● DESCRIPTION OF THE TASK: Give back all of the data exactly as it stands, with the pictures removed.
*** Opening of INFORMATION SUPPLIED ***
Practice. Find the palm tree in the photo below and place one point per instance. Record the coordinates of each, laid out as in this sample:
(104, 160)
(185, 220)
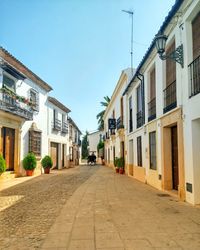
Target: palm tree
(100, 115)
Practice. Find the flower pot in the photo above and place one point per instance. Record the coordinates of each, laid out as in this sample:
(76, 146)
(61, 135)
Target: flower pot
(121, 170)
(46, 170)
(29, 172)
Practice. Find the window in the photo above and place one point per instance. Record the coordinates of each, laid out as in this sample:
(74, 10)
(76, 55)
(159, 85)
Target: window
(122, 110)
(153, 84)
(139, 99)
(130, 115)
(35, 138)
(152, 96)
(70, 131)
(71, 155)
(139, 114)
(170, 66)
(196, 36)
(152, 150)
(34, 98)
(139, 151)
(8, 83)
(170, 90)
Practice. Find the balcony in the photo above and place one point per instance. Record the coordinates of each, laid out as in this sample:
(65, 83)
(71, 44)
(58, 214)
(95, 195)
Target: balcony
(79, 142)
(130, 126)
(152, 110)
(15, 105)
(56, 125)
(64, 128)
(120, 124)
(139, 119)
(170, 97)
(194, 69)
(107, 136)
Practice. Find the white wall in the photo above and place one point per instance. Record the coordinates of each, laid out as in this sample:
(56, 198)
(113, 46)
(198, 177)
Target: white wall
(93, 140)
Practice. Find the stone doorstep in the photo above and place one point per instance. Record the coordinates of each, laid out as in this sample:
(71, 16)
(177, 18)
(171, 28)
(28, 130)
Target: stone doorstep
(8, 175)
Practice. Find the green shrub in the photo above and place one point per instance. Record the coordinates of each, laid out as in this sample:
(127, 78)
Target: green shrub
(116, 162)
(47, 162)
(2, 164)
(100, 145)
(29, 162)
(120, 162)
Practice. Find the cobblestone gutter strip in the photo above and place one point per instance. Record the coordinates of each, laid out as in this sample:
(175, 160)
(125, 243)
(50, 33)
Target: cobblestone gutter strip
(28, 210)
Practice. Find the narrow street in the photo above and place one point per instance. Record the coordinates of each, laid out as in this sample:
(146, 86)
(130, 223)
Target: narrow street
(28, 210)
(95, 208)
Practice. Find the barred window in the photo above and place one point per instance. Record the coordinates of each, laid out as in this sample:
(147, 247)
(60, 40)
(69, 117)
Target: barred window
(35, 140)
(152, 150)
(34, 99)
(139, 151)
(9, 83)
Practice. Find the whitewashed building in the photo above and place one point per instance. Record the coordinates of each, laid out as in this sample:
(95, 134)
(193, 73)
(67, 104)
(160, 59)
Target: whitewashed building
(74, 148)
(57, 132)
(23, 115)
(93, 141)
(163, 100)
(115, 139)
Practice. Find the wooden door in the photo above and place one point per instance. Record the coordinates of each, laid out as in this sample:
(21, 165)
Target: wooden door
(174, 143)
(63, 155)
(8, 136)
(54, 154)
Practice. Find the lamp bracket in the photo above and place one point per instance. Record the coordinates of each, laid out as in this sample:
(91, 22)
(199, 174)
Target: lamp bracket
(176, 55)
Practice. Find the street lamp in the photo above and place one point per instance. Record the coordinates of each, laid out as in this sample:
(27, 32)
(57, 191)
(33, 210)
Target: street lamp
(131, 14)
(176, 55)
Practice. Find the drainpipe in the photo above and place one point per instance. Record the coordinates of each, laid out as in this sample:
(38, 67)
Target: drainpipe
(141, 78)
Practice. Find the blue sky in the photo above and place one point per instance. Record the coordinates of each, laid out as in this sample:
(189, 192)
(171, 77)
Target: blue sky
(80, 47)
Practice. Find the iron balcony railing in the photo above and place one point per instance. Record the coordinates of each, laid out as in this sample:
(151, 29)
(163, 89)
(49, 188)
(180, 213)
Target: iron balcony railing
(107, 135)
(79, 142)
(120, 123)
(56, 125)
(139, 119)
(170, 97)
(130, 126)
(194, 69)
(112, 131)
(152, 109)
(64, 128)
(15, 105)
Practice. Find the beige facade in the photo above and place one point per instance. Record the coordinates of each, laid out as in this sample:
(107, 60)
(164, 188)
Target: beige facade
(161, 121)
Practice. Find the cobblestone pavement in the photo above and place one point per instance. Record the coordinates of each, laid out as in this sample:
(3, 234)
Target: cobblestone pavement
(115, 212)
(28, 209)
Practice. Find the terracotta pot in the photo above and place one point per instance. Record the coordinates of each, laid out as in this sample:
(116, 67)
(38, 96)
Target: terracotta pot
(121, 170)
(46, 170)
(29, 172)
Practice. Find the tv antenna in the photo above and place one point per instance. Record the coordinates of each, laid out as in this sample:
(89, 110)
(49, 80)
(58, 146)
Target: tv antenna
(131, 14)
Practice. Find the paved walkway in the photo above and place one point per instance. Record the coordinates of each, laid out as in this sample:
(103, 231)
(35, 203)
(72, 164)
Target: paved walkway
(112, 211)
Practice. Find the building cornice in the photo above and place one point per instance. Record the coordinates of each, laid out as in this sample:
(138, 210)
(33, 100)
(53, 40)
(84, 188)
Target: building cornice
(23, 70)
(58, 104)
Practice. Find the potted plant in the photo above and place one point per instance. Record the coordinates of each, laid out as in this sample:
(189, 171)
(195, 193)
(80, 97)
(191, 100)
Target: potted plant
(29, 163)
(2, 165)
(120, 164)
(47, 163)
(116, 164)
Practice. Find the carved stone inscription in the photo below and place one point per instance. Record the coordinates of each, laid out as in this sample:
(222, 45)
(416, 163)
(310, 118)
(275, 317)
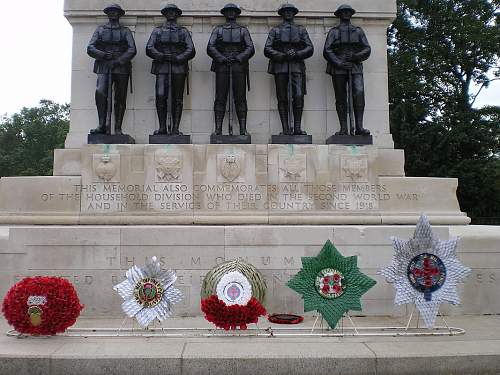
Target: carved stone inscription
(214, 179)
(229, 180)
(168, 197)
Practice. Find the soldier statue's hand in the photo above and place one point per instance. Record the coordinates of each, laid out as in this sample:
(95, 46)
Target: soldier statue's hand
(167, 57)
(232, 60)
(349, 56)
(291, 54)
(346, 65)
*** Close of INFORMATION SUPPLIED ***
● EXERCISE ANSWER:
Practice. Find the palm tree in the photo below and place one point per instance. Record the coordinates of each, laid out as in this sample:
(104, 160)
(185, 220)
Target: palm tree
(100, 115)
Practice. Find the flower pot in the photo above and place one point per instance. Record the coordinates of each, laid out as in this sample:
(76, 146)
(61, 135)
Target: flower pot
(121, 170)
(46, 170)
(29, 172)
Practice. Find the window in the photo above and place one point per instance. Record the coordinates of each, laid out as in this sample:
(74, 10)
(76, 55)
(159, 85)
Target: window
(122, 110)
(153, 84)
(139, 99)
(130, 115)
(35, 138)
(152, 96)
(70, 131)
(71, 155)
(139, 114)
(170, 66)
(196, 36)
(152, 150)
(34, 98)
(139, 151)
(8, 83)
(170, 90)
Practice. Find the balcony in the photo above and place one point per instance. Record the coordinates of each, laid out as in this sample:
(65, 83)
(71, 44)
(58, 214)
(95, 195)
Target: balcony
(79, 142)
(130, 126)
(152, 110)
(15, 105)
(56, 125)
(64, 128)
(120, 124)
(139, 119)
(170, 97)
(194, 69)
(107, 136)
Practice. Find the white wall in the photo above and place one point per instance. Record the coordinates of each, laid out as in this sample:
(56, 198)
(113, 46)
(198, 177)
Target: white wall
(93, 140)
Practice. Find the stone doorstep in the photo above and place one point per instance. Record the coordinates of each, laid out as in this sample:
(71, 16)
(177, 18)
(171, 28)
(28, 130)
Target: stone doorstep
(8, 175)
Practice. Find the green shrub in the photo above and place one point per instance. Record the coordinates of each, laid out as in this sample:
(127, 78)
Target: green shrub
(116, 162)
(47, 162)
(2, 164)
(100, 145)
(29, 162)
(120, 162)
Practice. Find the cobblestone gutter strip in the photo above and place one point per instance. Record the coordinates of each, laid out as in this sample:
(175, 160)
(125, 243)
(50, 33)
Target: cobblestone gutter strip
(28, 210)
Practice. Find the narrow street in the photo above and place one point per instance. Record the coordinates of each, laid out as in this sample:
(146, 86)
(130, 223)
Target: narrow street
(28, 210)
(95, 208)
Practice. Find the barred window in the photo above and place one point per instance. Record the coordinates of each, laid out as in this sample:
(147, 247)
(60, 40)
(69, 117)
Target: barred window
(35, 140)
(152, 150)
(34, 99)
(139, 151)
(9, 83)
Practice. Find the whitewashed building in the photo above and place one point per instance. Record the coordinates of each, laid out as in this sample:
(95, 134)
(193, 73)
(67, 104)
(160, 59)
Target: whitewashed building
(74, 148)
(57, 132)
(23, 115)
(93, 141)
(163, 100)
(115, 139)
Practice. Find the wooden door in the photo above and place one point per instance. Record the coordinates of each, laid out as in this sample:
(21, 165)
Target: wooden door
(174, 143)
(63, 155)
(8, 136)
(54, 154)
Practice. Find the lamp bracket in the photo above and place one point per instance. Record the coordinates of each, laid out as in this sample:
(91, 22)
(199, 174)
Target: lamp bracket
(176, 55)
Practice. Find the street lamp in the photo above and place one point per instance. Record the coordinates of each, laid out as in this sample:
(27, 32)
(57, 191)
(33, 210)
Target: street lamp
(131, 14)
(176, 55)
Practice. Find the drainpipe in the photo above and place one point per instance. Record the coordinates of each, laid out as in this sample:
(38, 67)
Target: drainpipe
(141, 78)
Practice. Find the blue sky in the photo above and place one point per instance. Record the coordinates of each, laid out as in this sample:
(189, 192)
(171, 77)
Target: blue sky
(80, 47)
Practice. Find the iron balcony railing in the photo above and place one point per instance. Record the coordinates of each, laid out as in this sample:
(151, 29)
(163, 89)
(49, 188)
(180, 213)
Target: iron balcony railing
(107, 135)
(79, 142)
(120, 123)
(56, 125)
(139, 119)
(170, 97)
(130, 126)
(194, 69)
(112, 131)
(152, 109)
(64, 128)
(15, 105)
Practice. Find the beige facade in the photo above and place one point per instance. Record the coordinates of each, laid out as in this sample:
(107, 60)
(164, 188)
Target: beige facade
(161, 121)
Practice. Find the cobblestone pavement in the photo above and place one point per instance. Record the coordinates of each, laid out as in this sample:
(3, 234)
Target: cobblestone pavement
(115, 212)
(28, 209)
Practice. Find the terracotta pot in the photo above and place one point per instance. Record the coordinates of each, laid out as in this sample:
(116, 67)
(38, 96)
Target: terracotta pot
(121, 170)
(46, 170)
(29, 172)
Practice. Find the tv antenna in the photo above and place one point per instance. Record the coordinates of each, laid out as in this sample:
(89, 110)
(49, 80)
(58, 146)
Target: tv antenna
(131, 14)
Practice. Find the paved walkway in the photo above and place one point per instance. Record the coordinates of each, laid out as in this sample:
(103, 231)
(35, 203)
(72, 164)
Target: paved walkway
(112, 211)
Practice. Find the building cornice in the photo above and place one point per instance. Record the coordinates of each, laid out as in this sample:
(138, 210)
(33, 100)
(53, 40)
(84, 188)
Target: building cornice
(23, 70)
(58, 104)
Practice. Find the potted plant in the photo above and place one point per instance. Record the coordinates of each, laid out as in this sample:
(189, 171)
(195, 193)
(80, 97)
(191, 100)
Target: potted plant
(29, 163)
(2, 165)
(120, 164)
(47, 163)
(116, 164)
Practice. Find the carved stone inscription in the photo below and place one point per instance. Record the coordinates of each, laid out as in this sample:
(222, 45)
(416, 163)
(310, 118)
(275, 317)
Target: carved stone inscription
(214, 179)
(229, 180)
(168, 197)
Practice. Find the soldier statue's hand in the photo above and place one point per instance. Record the coordinates of each, laid out as in this sample:
(95, 46)
Target: soldier statue's hand
(167, 57)
(232, 60)
(349, 56)
(291, 54)
(346, 65)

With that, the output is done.